◆ Passage provided:
In September 1939, I lived in Hunslet and went to Hunslet Moor School. I was evacuated to Lincolnshire by train when I was 7 years old. I remember waiting at the station full of excitement and with my gas mask in a brown cardboard box over my shoulder. My worldly goods were in a very small brown case. We sat in a village hall where all the locals would come and "view "us and choose who they were prepared to take. I was very lucky in that the farmer and his wife who chose me also took my best friend and we were taken to a very large farmhouse. All went well for the first few weeks and we had the time of our lives living on a farm with 3 dogs, various animals and going shooting rabbits with the farmer in his car. They also had a bannister which was heaven for sliding down. Unfortunately, the farmers wife was taken ill - I suspect it could have been due to us two city urchins running amok. This meant that we had to move to other farms and we were split up.

I was taken to a farm in Osgodby and the farmer and his wife had two daughters but wanted a son. I filled the bill but unfortunately I couldn't settle. My mother and sister came to visit and that was it, I wanted to go home and even though the local butcher offered me as many pies as I wanted and the farmers family wanting me to stay, I was adamant and went home. I remember the Osgodby farm had a pear orchard which I used to walk through when going to school and they also had a shire horse for ploughing which I was scared stiff of as it towered above me and looked more the size of an elephant. The villagers of Osgodby were very kind and I shall always remember their hospitality and kindness.

◆ Exercise prompt:
Repeat word for word the part of the evacuation account that opens with the words containing "I was taken" and closes with "hospitality and kindness.".

◆ Provided data:
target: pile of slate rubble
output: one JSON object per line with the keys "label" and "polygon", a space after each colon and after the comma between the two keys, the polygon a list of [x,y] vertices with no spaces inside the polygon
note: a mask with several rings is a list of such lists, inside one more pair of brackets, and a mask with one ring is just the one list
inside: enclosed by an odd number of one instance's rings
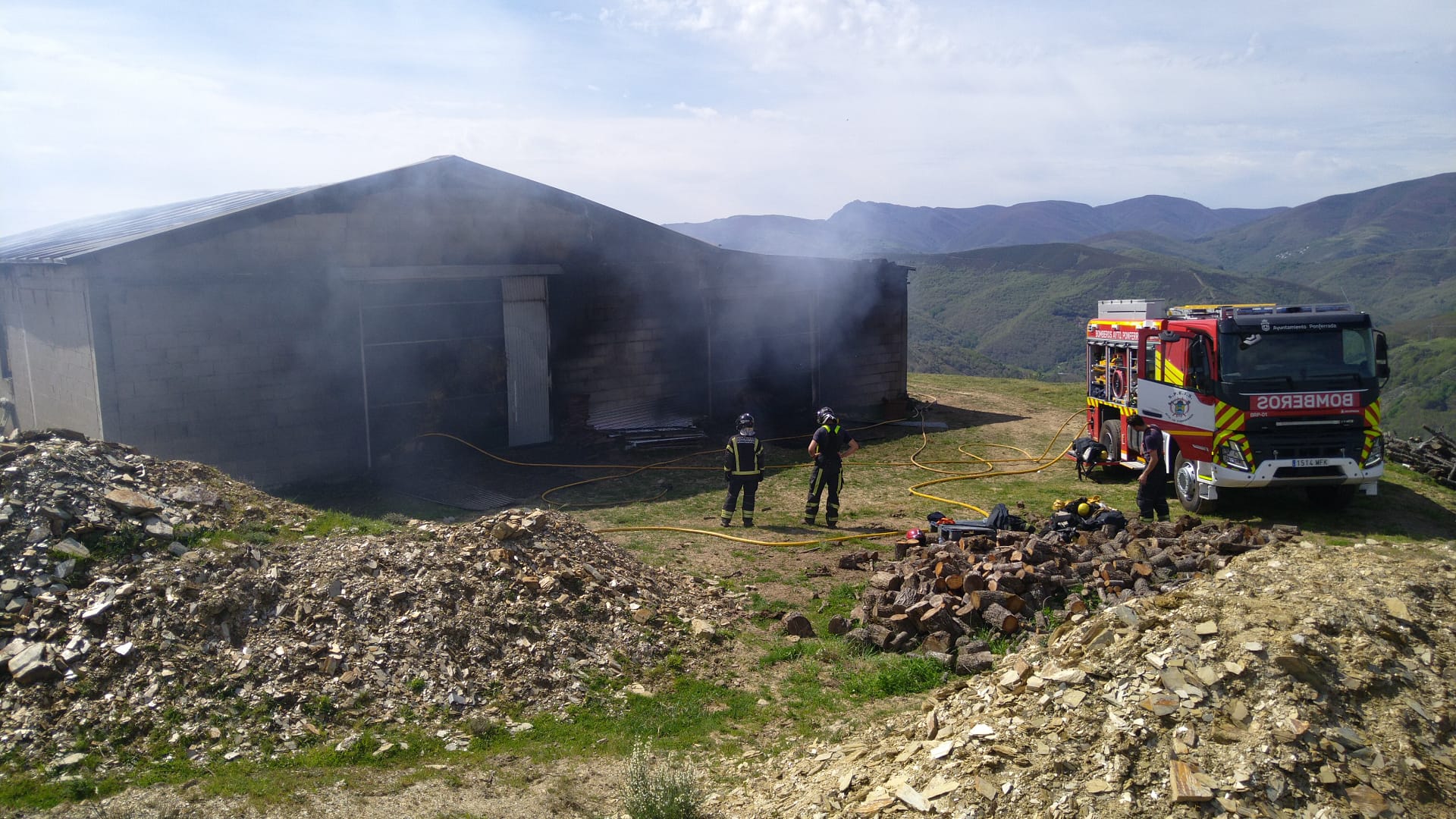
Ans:
{"label": "pile of slate rubble", "polygon": [[307,507],[60,430],[0,443],[0,755],[57,772],[406,720],[464,746],[737,611],[563,514],[313,535]]}
{"label": "pile of slate rubble", "polygon": [[[909,583],[948,560],[910,554],[882,571]],[[919,710],[750,751],[713,806],[802,819],[1456,815],[1456,542],[1275,538],[1203,570],[1149,596],[1101,595]],[[920,619],[895,622],[906,634]],[[927,657],[925,643],[943,644],[914,641]]]}

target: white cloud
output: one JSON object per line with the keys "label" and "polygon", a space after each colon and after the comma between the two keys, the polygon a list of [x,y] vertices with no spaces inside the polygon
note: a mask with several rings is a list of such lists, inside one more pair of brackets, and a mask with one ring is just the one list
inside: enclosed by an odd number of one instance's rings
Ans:
{"label": "white cloud", "polygon": [[856,198],[1264,207],[1456,156],[1444,1],[562,0],[342,19],[272,1],[198,7],[186,32],[141,6],[7,7],[0,235],[441,153],[654,222],[826,217]]}
{"label": "white cloud", "polygon": [[699,119],[716,119],[718,118],[718,112],[713,111],[712,108],[708,108],[708,106],[693,106],[693,105],[687,105],[686,102],[678,102],[678,103],[673,105],[673,111],[684,111],[687,114],[692,114],[693,117],[697,117]]}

◆ Solution for this problem:
I was taken to a farm in Osgodby and the farmer and his wife had two daughters but wanted a son. I filled the bill but unfortunately I couldn't settle. My mother and sister came to visit and that was it, I wanted to go home and even though the local butcher offered me as many pies as I wanted and the farmers family wanting me to stay, I was adamant and went home. I remember the Osgodby farm had a pear orchard which I used to walk through when going to school and they also had a shire horse for ploughing which I was scared stiff of as it towered above me and looked more the size of an elephant. The villagers of Osgodby were very kind and I shall always remember their hospitality and kindness.